# WHAT IS EXPECTED:
Rescale the listing below by writing out every line of it, with each point coordinate multiplied by 1.95 and rounded to a whole number (halves round up). Copy all other text unchanged.

# DATA FOR THIS TASK:
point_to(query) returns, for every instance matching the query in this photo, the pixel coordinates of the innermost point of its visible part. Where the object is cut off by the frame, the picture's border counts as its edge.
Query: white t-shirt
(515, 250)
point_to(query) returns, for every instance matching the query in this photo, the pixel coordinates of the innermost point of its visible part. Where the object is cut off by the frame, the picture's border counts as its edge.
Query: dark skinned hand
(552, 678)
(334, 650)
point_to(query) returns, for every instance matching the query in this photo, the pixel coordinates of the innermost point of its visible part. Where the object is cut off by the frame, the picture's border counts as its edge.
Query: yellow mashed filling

# TASK OUTPUT:
point_to(query) returns, for every instance matching the query in this photo, the pixel coordinates of the innermost point of its visible part. Where the object is cut off by the frame, the picture's border counts as its edge.
Query: white t-shirt
(1004, 488)
point_to(query) returns, for every instance matching the query in this photo, the pixel coordinates of the innermost point of its visible part. Where the object is cut off by the frame, the picture's border counts as its edge.
Query: dark skinned hand
(1076, 1322)
(651, 1268)
point_to(query) returns, for every instance matching the query in this photo, the pixel coordinates of the innermost point of its visible part. Where the object is cut off by the frame, the picture's border counts as its edge.
Query: yellow mashed filling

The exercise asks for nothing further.